*** DATASET RECORDS

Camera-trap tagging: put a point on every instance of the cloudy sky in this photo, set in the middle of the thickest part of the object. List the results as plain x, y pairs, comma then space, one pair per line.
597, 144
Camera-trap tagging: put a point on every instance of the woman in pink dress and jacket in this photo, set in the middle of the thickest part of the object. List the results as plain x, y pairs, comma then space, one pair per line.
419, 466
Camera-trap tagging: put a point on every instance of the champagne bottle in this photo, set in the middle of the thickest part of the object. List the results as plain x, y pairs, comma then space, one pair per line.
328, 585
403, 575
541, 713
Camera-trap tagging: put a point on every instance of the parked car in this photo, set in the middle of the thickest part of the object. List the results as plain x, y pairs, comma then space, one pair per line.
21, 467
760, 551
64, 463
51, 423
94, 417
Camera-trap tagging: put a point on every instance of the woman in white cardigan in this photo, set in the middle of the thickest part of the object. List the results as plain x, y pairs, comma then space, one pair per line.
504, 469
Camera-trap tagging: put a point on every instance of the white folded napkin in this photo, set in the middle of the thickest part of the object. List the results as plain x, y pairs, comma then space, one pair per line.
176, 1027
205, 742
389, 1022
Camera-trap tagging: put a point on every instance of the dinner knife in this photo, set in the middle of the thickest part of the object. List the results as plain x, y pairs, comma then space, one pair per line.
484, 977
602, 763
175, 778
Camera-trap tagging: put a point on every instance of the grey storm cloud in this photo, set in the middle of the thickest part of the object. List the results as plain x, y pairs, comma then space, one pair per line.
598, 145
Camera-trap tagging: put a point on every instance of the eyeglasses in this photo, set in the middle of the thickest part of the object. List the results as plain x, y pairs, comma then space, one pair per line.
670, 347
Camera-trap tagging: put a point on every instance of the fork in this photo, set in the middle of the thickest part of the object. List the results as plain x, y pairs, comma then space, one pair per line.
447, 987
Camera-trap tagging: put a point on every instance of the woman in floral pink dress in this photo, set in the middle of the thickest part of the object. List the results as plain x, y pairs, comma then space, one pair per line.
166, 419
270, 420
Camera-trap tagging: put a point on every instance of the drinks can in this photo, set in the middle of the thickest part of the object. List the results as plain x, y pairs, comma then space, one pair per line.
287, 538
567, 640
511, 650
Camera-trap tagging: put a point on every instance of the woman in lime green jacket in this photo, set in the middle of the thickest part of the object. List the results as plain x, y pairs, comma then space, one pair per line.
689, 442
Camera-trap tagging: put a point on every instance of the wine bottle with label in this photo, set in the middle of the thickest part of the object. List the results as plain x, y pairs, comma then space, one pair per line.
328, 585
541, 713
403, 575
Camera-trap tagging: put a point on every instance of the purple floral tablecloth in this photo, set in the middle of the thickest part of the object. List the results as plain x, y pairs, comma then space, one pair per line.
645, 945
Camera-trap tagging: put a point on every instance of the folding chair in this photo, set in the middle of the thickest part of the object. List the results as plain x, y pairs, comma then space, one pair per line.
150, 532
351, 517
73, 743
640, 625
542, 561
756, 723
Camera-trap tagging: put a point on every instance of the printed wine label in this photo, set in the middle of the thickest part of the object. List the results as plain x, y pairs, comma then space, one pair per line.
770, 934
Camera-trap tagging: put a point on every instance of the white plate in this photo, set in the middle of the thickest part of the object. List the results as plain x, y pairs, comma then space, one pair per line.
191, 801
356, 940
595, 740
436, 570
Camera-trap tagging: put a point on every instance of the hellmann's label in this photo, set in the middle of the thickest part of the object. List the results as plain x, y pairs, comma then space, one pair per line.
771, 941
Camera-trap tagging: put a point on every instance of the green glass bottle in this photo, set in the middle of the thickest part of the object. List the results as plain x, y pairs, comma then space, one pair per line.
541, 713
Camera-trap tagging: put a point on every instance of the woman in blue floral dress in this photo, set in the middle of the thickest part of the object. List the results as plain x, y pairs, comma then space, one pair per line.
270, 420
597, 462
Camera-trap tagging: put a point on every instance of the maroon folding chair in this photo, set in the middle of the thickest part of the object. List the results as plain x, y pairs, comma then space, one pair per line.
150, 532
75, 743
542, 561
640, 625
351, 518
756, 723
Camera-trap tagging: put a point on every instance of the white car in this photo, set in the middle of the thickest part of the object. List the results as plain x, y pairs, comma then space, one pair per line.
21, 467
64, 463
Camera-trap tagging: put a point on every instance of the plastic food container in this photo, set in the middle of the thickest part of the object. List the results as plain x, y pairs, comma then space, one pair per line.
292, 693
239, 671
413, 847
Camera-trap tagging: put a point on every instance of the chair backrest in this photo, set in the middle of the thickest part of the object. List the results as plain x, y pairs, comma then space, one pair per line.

******

- YOUR GOAL
Print the entries exactly. Include every one.

- ANSWER BOX
Camera-trap tagging: put a point on every instance of the cloudy sky in this photo, set in the middle of the thickest part of the object. List the results as plain x, y pairs, comma then space, one pair per line.
597, 144
Camera-trap tagging: put a point on every instance of the woman in pink dress and jacket in this photo, set in the middle of the thickest part of the object. List the results as plain x, y pairs, comma then space, one pair per line.
419, 466
Camera-trap tagging: put a point on every instance of the champagne bottle in this photo, set in the middle of the thickest part of the object. List the results as plain x, y pairs, comma then space, one pair per line.
328, 585
403, 575
541, 713
Camera-trap tagging: put a point on every instance of the parked car in this photo, set in the middle of the thickest part of the object. List the results as plain x, y pairs, comma then space, one pair per line.
21, 467
760, 551
64, 463
51, 423
94, 417
Camera-trap tagging: put a point on every instance of the woman in white cardigan in this photo, set in the middle of the thickest part of the object. List the results as plain x, y pairs, comma then space, one pair per line.
504, 469
Camera-trap tagging: put a point on every instance of the white folded napkin in this photo, set in the middle of the thickest part of the object. List the results as plain x, y pairs, comma then space, one pair per line.
176, 1027
205, 742
389, 1022
Camera-trap tagging: put a point on every instance of the dinner knife in this photo, set in the middle of the thickest part of the object. List the results as plain x, y pairs, comma then space, one pair per line.
484, 977
602, 763
175, 778
Camera-trap tagging: put a point on every instance of the grey storm cloud in this photo, set in the middle of the thickest part of the object. List the results as plain x, y pairs, comma then space, one pair per line.
598, 145
Camera-trap tagging: put a point on every instance of the eyeglasses in this photo, set in the middle of the thickest part of the object. List the results as plain x, y pairs, comma then space, one pair per line.
670, 347
Camera-trap tagging: put a point on every instance of the fork in this photo, set in the middle of the thickest part of the object. List the results as plain x, y pairs, comma then space, one pair per line.
447, 987
Camera-trap tagging: put a point on every instance of the woman in floral pink dress in this photo, set in the middle of the thickest part of the object. List the results as plain x, y pairs, comma then space, one pair per line.
166, 419
270, 420
Camera-trap tagging: put a point on every instance of the drinks can in this photo, set in the middle of the thickest part of the object. List the results as plain x, y pairs, comma then space, one pair per line.
287, 538
567, 640
511, 650
Camera-trap tagging: put a point on every instance of the woman in lime green jacket in this photo, set in the middle of the thickest part of the object. List the results as plain x, y pairs, comma then space, one pair per line.
689, 442
Camera-trap tagging: put a point on every instance of the wine bottle with label in this photo, set in the middle of the thickest part of the object. List the results as plain x, y pairs, comma then space, one pair per line.
328, 585
541, 713
403, 575
Camera-trap tagging: put a point on every instance of the purple floral tablecloth in this photo, set in the middle of the thickest part of the object. List the results as plain x, y pairs, comma then space, one pair per line.
645, 945
Camera-trap tagging: put a point on every instance of the folding chair in this photo, set in the middle of the thickest part of the object. List the results as plain x, y pairs, comma then space, one pair per line.
150, 532
351, 517
73, 743
640, 625
542, 561
756, 723
Camera-trap tagging: put a point on every instance of the printed wine label in this photo, set in the middle of the thickest part of the object. List the results as plain x, y pairs, comma then space, one pair per line.
770, 934
Camera-trap tagging: put a point on every instance of the white plate in this photo, set in the middle of the thickest part of the object. List the results as plain x, y pairs, comma then space, one pair per line.
191, 801
356, 940
595, 740
436, 570
Camera-trap tagging: put a point on every instance of the hellmann's label in this photo, set in the middle of the thickest part of the object. List the results as plain x, y pairs, comma then space, one pair per line.
771, 941
Camera-trap tagging: put a point on every instance of the green glass bottle in this photo, set in the middle of the thickest part of the object. List the results as plain x, y pairs, comma then space, one pair per line.
541, 713
Camera-trap tagging: put a point on every instance of the woman in blue floral dress in this photo, set in the middle of the thickest part of the object. List the results as plain x, y pairs, comma then space, one pair per line.
270, 420
597, 462
Camera-trap tagging: put a point on every instance of the maroon folding chair in this photo, set in the middle of the thickest part of the object. List the results as plain x, y pairs, comma then space, one pair per line.
150, 532
75, 743
542, 561
640, 625
351, 518
756, 723
Camera-trap tagging: put a point on every instance of the white car in this photo, set in the middle of the thickest part of the object. List the results as plain x, y pairs, comma then space, one pair per line.
21, 467
64, 463
Camera-trap tagging: put a point on every instance of the plastic food container in this photo, set in the middle of the thickest part of the object. List the results as plain x, y pairs, comma then space, one pair per line.
292, 693
239, 671
413, 847
Camera-trap tagging: put a point on every instance of the chair backrest in this photo, set in the middle of the thickest part of the object. List the results as plain x, y pairs, comma then space, one pair per line.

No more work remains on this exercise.